Aim:
Format all the lines below as a CSV with two columns, text and answer, putting each line of text and the answer that follows it in one row. Wrap every field in double quotes and turn any line breaks into spaces.

______

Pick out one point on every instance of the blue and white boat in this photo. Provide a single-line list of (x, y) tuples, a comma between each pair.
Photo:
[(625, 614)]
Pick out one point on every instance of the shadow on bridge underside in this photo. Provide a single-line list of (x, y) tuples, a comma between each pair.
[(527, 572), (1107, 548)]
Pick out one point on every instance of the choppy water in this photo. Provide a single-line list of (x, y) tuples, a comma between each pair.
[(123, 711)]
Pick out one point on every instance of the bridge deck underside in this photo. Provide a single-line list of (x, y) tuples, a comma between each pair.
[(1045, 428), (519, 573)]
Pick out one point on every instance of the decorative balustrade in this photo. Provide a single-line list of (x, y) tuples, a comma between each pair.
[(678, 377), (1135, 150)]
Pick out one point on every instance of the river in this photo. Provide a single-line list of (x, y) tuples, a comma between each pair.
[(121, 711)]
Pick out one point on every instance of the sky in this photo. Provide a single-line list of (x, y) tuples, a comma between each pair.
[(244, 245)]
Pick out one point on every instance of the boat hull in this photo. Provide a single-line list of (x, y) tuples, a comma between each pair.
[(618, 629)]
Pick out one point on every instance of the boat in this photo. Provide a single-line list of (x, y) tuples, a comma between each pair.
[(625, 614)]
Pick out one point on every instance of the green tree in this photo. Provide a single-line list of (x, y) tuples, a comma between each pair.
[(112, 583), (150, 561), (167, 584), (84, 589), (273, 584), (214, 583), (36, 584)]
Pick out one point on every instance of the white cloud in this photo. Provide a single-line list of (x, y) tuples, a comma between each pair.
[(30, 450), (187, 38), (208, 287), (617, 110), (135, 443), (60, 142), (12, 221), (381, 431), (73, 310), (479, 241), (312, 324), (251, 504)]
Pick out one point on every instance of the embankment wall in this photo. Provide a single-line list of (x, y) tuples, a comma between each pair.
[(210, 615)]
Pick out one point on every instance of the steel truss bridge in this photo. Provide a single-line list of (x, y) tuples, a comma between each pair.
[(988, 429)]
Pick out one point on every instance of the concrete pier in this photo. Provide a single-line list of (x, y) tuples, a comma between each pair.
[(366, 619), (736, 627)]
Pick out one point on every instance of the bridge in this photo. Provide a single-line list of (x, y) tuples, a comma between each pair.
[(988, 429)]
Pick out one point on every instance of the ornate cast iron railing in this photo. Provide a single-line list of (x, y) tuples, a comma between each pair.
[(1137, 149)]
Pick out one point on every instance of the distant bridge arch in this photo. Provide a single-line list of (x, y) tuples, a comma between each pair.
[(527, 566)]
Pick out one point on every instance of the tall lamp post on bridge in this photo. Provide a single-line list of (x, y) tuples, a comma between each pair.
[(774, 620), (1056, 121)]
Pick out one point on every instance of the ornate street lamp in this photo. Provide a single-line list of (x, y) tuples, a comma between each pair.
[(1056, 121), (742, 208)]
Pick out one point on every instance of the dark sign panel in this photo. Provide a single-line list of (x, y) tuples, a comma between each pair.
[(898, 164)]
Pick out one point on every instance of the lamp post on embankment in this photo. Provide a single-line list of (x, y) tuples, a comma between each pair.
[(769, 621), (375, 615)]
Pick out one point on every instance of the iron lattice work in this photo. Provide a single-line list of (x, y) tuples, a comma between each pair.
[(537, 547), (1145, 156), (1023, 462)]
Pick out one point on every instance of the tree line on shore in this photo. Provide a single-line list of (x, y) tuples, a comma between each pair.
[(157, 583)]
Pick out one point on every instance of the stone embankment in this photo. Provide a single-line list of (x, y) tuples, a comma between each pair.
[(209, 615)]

______

Result of this task:
text,answer
"Pick out one point on every instance of the blue and white boat in this photo. Provide a single-line list of (x, y) tuples, a comma between each pair. Photo:","[(625, 614)]"
"Pick out one point on every instance of the shadow on bridge underside in this photo. Provide a single-line list of (x, y) tuples, a comma between each pair.","[(527, 572), (1107, 548)]"
"Pick out one point on every instance of the choppy water in this photo. Provide a single-line list of (x, y) tuples, a comma between each pair.","[(123, 711)]"
"Pick out one point on every instance of the bridge deck underside in this photo. Provide a single-line list of (x, y) tuples, a comma between each pair.","[(1045, 428), (519, 573)]"
"Pick out one point on every instance of the decorative balustrade in this photo. Provide a single-line list of (x, y) tuples, a comma between each pair.","[(678, 377), (1135, 150)]"
"Pick out one point on every instance of the river in this photo. Provide a single-line list of (x, y) tuples, a comma between each pair.","[(121, 711)]"
"Pick out one point on every instance of the sky in this photo. Provide a single-line list of (x, y) tuples, a comma between each pair.","[(244, 245)]"
"Pick out one point on every instance of the boat hull in this photo. Provide a single-line list of (x, y) tuples, a comma between each pair.","[(618, 629)]"
"Pick out one point on every instance of the boat in this photo. Provide a single-line list of (x, y) tuples, a comma between each pair.","[(625, 614)]"
"Pick out one point on every instance of the green tree in this photo. Provide a single-line list of (x, y) tuples, a comma between each pair.","[(112, 583), (150, 561), (167, 584), (84, 589), (273, 584), (214, 583), (36, 584)]"
"Pick out one point on every instance of the white cloud in this photo. Provide a single-line list of (x, y) tuples, a comma between each pair.","[(30, 450), (187, 38), (208, 287), (617, 110), (135, 443), (60, 142), (12, 221), (381, 431), (73, 310), (479, 241), (312, 324), (251, 504)]"
"Pick out one point on every instance of the embankment wall in this photo. Provide a single-line list of (x, y) tuples, a comma between each pair.","[(210, 615)]"
"Pick out one point on every instance of the steel truss bridge in this photo. Provide a single-line list of (x, y) tuples, a comma between each pair.","[(988, 429)]"
"Pick out one point on every instance of the concrete pier in this photo. Provide a single-line list of (x, y) tuples, a comma between each pair.","[(366, 619), (736, 627)]"
"Pick out one point on every instance of the bridge in this photo. Provide a single-line list of (x, y) tuples, a comma between each pair.","[(988, 429)]"
"Pick out one point on every instance of the ornate cast iron railing in this photo. Provide a single-line list of (x, y) tuples, a comma between each pair.","[(1137, 149)]"
"Pick out one point on every instance of the distant bridge arch in this photo. Provide a single-line list of (x, y) tuples, a comma between each pair.","[(527, 566)]"
"Pick out one point on every instance of the tall lamp post on bridge in this photo. Provide a single-line list of (x, y) tuples, a comma between each pair.","[(774, 620), (1056, 121)]"
"Pick out one point on every instance of the ornate street lamp in this photo. Provide a single-line list of (x, y) tuples, a comma between each pair.","[(1056, 121), (742, 208)]"
"Pick out one point on every instance of the dark sign panel in this photo. Provide a single-line list of (x, y) tuples, a comma between each pair.","[(898, 164)]"
"Pick out one point on every instance of the lamp post on embankment in this photo. Provide a single-line list of (x, y) tuples, a comma between each pair.","[(769, 621), (375, 615)]"
"Pick out one point on every instance of the iron lattice work in this photo. Provide a single-line list of (x, y) tuples, a comma between each pair.","[(537, 547), (1145, 156), (1023, 462)]"
"Pick out one point on every instance of the tree line on shore in this photo. Provide a single-line list of (x, y) tuples, a comma between each pair.","[(157, 583)]"
"Pick out one point on every instance of the stone embankment in this photo. Provide a single-line list of (x, y) tuples, a comma between each pair.","[(209, 615)]"